### Selected text
-- begin --

Two documentaries feature in this evening's Tuesday Documentary slot on Two. The New Zealand film “Tarawera” is followed by an anti-war statement “In The Minds Of Men.” When 112-year-old Mrs Parewahawaha Leonard died last year, New Zealand lost its last living link with the Tarawera eruption. One hundred years ago tonight Mt Tarawera exploded. Mrs Leonard was living with her family in Ngongotaha on the far side of Lake Rotorua. Not long before she died she spoke to a National Film Unit team making a documentary to mark the centenary of the Tarawera eruption.

Her main memories of the event were of the redhot flying stones and fearful lightning which she and fellow villagers could see from their homes, and children running screaming when the first stones started to land. But most of the ash and debris were carried away from Rotorua and she, like everyone else, was not aware for some time of the extent of the damage.

-- end --

### Tasks for this exercise
1. Rewrite the stretch of the Tarawera passage from "Two documentaries feature" through "of the Tarawera eruption.", putting "hundredth anniversary" in place of "centenary".
2. Answer these questions from the Tarawera passage.
(a) How old was Mrs Parewahawaha Leonard when she died?
(b) Where was Mrs Leonard living with her family when Mt Tarawera exploded?
(c) What did the children do when the first stones started to land?

### Stored entries
-- begin --

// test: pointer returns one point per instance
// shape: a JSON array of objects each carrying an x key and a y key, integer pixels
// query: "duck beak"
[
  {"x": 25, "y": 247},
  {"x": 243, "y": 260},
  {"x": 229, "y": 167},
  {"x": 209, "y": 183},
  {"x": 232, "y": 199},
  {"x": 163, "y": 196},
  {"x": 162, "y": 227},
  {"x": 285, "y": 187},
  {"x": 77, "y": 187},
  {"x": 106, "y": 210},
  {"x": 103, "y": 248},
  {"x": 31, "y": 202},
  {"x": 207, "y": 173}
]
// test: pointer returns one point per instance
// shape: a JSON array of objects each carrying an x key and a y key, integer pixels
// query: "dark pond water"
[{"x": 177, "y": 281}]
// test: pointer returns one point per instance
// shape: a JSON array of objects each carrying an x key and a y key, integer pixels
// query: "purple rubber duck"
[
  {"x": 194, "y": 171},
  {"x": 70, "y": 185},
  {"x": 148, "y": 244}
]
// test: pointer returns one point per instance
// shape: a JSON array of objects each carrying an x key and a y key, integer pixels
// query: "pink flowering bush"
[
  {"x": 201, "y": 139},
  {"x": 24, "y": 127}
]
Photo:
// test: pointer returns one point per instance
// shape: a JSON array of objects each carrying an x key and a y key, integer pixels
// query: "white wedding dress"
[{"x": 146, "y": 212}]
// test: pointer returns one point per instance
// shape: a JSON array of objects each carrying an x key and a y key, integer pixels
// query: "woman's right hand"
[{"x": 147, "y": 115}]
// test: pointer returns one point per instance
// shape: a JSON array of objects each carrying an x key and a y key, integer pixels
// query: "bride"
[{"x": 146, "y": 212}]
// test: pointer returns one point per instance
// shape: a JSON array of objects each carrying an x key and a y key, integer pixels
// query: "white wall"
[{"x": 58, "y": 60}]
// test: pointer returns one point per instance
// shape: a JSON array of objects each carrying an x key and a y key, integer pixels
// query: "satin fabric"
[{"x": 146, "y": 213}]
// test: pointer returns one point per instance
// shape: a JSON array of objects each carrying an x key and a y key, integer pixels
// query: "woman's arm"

-- end --

### Responses per task
1.
Two documentaries feature in this evening's Tuesday Documentary slot on Two. The New Zealand film “Tarawera” is followed by an anti-war statement “In The Minds Of Men.” When 112-year-old Mrs Parewahawaha Leonard died last year, New Zealand lost its last living link with the Tarawera eruption. One hundred years ago tonight Mt Tarawera exploded. Mrs Leonard was living with her family in Ngongotaha on the far side of Lake Rotorua. Not long before she died she spoke to a National Film Unit team making a documentary to mark the hundredth anniversary of the Tarawera eruption.

2.
(a) She was 112 years old.
(b) In Ngongotaha, on the far side of Lake Rotorua.
(c) They ran screaming.